- **What you will do**
Please repeat all of the lines that follow, exactly as written.

- **Entries provided**

⟨

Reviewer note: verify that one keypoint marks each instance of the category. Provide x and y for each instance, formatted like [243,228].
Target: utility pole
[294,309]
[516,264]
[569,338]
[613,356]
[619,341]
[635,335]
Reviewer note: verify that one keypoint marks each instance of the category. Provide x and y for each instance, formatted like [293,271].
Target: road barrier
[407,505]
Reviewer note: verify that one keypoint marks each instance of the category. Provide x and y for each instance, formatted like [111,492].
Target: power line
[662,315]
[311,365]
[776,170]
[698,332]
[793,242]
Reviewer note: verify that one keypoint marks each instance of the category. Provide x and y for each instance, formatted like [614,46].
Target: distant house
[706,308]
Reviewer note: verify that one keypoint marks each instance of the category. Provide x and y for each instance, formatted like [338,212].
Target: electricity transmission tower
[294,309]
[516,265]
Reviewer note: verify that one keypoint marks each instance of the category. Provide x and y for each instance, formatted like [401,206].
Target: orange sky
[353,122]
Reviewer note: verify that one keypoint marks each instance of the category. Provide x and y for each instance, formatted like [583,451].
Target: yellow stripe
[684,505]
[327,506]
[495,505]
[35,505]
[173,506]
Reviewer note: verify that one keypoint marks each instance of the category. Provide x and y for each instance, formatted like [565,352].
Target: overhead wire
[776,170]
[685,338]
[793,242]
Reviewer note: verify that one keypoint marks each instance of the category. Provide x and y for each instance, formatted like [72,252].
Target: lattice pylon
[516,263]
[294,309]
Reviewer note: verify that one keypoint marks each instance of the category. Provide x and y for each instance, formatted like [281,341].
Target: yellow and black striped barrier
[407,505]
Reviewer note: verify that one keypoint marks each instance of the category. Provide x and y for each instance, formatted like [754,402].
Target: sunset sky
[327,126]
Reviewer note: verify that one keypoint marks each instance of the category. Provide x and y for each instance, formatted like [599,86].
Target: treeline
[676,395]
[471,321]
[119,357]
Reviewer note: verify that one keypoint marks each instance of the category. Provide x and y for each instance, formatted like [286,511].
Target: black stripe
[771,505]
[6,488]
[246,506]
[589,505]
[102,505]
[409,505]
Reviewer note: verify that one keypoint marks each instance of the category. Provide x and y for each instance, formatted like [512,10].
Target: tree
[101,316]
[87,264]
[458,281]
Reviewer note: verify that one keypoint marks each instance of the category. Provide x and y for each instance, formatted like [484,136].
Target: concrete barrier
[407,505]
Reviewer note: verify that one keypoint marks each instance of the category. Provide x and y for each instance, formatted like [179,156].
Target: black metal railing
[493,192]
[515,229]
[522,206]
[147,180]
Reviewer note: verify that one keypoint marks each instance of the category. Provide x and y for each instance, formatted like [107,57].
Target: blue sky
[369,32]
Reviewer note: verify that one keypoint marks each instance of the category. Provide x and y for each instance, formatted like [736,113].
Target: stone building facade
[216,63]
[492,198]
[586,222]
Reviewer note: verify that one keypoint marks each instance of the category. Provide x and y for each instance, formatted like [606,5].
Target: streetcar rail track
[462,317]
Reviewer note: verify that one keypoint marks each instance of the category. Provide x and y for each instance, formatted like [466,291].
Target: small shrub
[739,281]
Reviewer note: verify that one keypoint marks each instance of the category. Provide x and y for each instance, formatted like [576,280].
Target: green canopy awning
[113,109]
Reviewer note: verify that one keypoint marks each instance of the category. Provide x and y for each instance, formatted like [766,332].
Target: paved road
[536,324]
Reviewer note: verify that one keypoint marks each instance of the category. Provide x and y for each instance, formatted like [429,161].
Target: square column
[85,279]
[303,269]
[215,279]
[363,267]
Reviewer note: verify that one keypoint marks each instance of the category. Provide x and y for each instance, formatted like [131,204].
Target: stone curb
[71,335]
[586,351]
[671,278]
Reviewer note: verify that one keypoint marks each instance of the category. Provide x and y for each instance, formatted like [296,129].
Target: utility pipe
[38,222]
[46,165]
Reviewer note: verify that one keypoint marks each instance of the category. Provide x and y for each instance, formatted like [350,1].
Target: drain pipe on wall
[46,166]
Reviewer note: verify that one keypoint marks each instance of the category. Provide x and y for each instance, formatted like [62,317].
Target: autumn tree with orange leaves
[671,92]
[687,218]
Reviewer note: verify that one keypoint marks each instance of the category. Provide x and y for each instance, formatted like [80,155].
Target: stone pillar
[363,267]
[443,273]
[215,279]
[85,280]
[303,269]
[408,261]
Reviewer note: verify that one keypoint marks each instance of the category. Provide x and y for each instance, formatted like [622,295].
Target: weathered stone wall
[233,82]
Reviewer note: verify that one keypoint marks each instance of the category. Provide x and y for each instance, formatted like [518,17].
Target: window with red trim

⟩

- **Answer for the task**
Reviewer note: verify that one keypoint marks each instance of the category. Provide x and y for each instance, formatted like [243,228].
Target: utility pole
[294,309]
[516,264]
[569,338]
[613,356]
[619,341]
[635,335]
Reviewer note: verify that one keypoint marks each instance of the category. Provide x and y for each instance, formatted like [293,271].
Target: road barrier
[407,505]
Reviewer note: verify that one keypoint marks each instance of the category. Provide x and y for each instance, formatted like [111,492].
Target: power line
[662,315]
[311,365]
[776,170]
[698,332]
[793,242]
Reviewer note: verify that one keypoint marks each instance of the category. Provide x and y for each instance, formatted like [614,46].
Target: distant house
[706,308]
Reviewer note: verify that one keypoint marks each instance of the category. Provide x and y for each instance, formatted like [338,212].
Target: electricity transmission tower
[294,309]
[516,265]
Reviewer note: verify that one keypoint marks each instance of the category. Provide x and y for each instance, formatted like [401,206].
Target: orange sky
[353,122]
Reviewer note: verify that one keypoint marks each instance of the category. Provide x and y for each instance, formatted like [583,451].
Target: yellow stripe
[684,505]
[327,506]
[495,505]
[35,505]
[173,506]
Reviewer note: verify that one keypoint marks each instance of the category. Provide x and y for each instance, formatted like [565,352].
Target: overhead wire
[776,170]
[685,338]
[793,242]
Reviewer note: verify that one keypoint marks each instance of the category. Provide x and y for each instance, formatted like [72,252].
Target: lattice pylon
[516,263]
[294,309]
Reviewer note: verify that one keypoint marks each instance of the category. Provide x and y for each instance, formatted like [281,341].
Target: yellow and black striped barrier
[407,505]
Reviewer note: verify that one keypoint marks each instance of the category. Provide x and y for each instance, formatted like [754,402].
Target: sunset sky
[327,126]
Reviewer note: verify that one keypoint marks each instance of the category. Provide x and y for each instance, formatted like [599,86].
Target: treeline
[676,395]
[471,321]
[119,357]
Reviewer note: verify that one keypoint marks each instance of the category. Provide x and y for each instance, formatted like [286,511].
Target: black stripe
[771,505]
[6,488]
[246,506]
[589,505]
[102,505]
[409,505]
Reviewer note: verify that one keypoint marks each instance of the category. Provide x and y for each instance, formatted like [512,10].
Target: tree
[101,316]
[87,264]
[458,281]
Reviewer note: verify that one keypoint marks each instance of the category. Provide x and y for each instance, formatted like [484,136].
Target: concrete barrier
[407,505]
Reviewer note: verify that one keypoint marks each instance of the category. Provide x and y for each instance, formatted like [179,156].
Target: black metal railing
[493,192]
[515,229]
[522,206]
[147,180]
Reviewer note: verify that one keypoint marks each instance of the category. Provide x and y for each instance, formatted like [107,57].
Target: blue sky
[369,32]
Reviewer note: verify that one keypoint marks each instance of the category. Provide x and y for each instance, formatted like [736,113].
Target: stone building facade
[216,63]
[492,198]
[586,222]
Reviewer note: verify that one keypoint marks each instance of the category. Provide x and y for each instance, formatted like [606,5].
Target: streetcar rail track
[462,317]
Reviewer note: verify that one keypoint marks each instance of the category. Provide x and y for each instance, formatted like [466,291].
Target: small shrub
[739,281]
Reviewer note: verify that one keypoint marks each instance of the category. Provide x and y for each instance, formatted like [576,280].
Target: green canopy awning
[113,109]
Reviewer note: verify that one keypoint marks each instance of the category. Provide x and y for each instance, formatted like [766,332].
Target: paved road
[536,324]
Reviewer note: verify that one keypoint marks each instance of the category. Provide x and y for each instance, formatted like [429,161].
Target: square column
[85,279]
[303,269]
[215,279]
[363,267]
Reviewer note: verify that one keypoint marks each instance of the category. Provide x and y for each instance, formatted like [131,204].
Target: stone curb
[71,335]
[586,351]
[671,278]
Reviewer note: verify that one keypoint marks each instance of the category. Provide x and y for each instance, formatted like [296,129].
Target: utility pipe
[38,222]
[46,165]
Reviewer note: verify that one keypoint marks each instance of the category. Provide x and y for each instance, formatted like [350,1].
Target: drain pipe on wall
[46,166]
Reviewer note: verify that one keypoint marks each instance of the category. Provide x and y for each instance, formatted like [62,317].
Target: autumn tree with orange leaves
[671,92]
[687,218]
Reviewer note: verify that one keypoint marks each instance of the category. Provide x and y for each instance, formatted like [80,155].
Target: stone pillar
[363,267]
[443,273]
[215,279]
[85,280]
[303,269]
[408,261]
Reviewer note: verify that one keypoint marks each instance of the category. Provide x and y for each instance, formatted like [622,295].
Target: weathered stone wall
[233,82]
Reviewer note: verify that one keypoint marks each instance of the category. Provide x and y for each instance, formatted like [518,17].
Target: window with red trim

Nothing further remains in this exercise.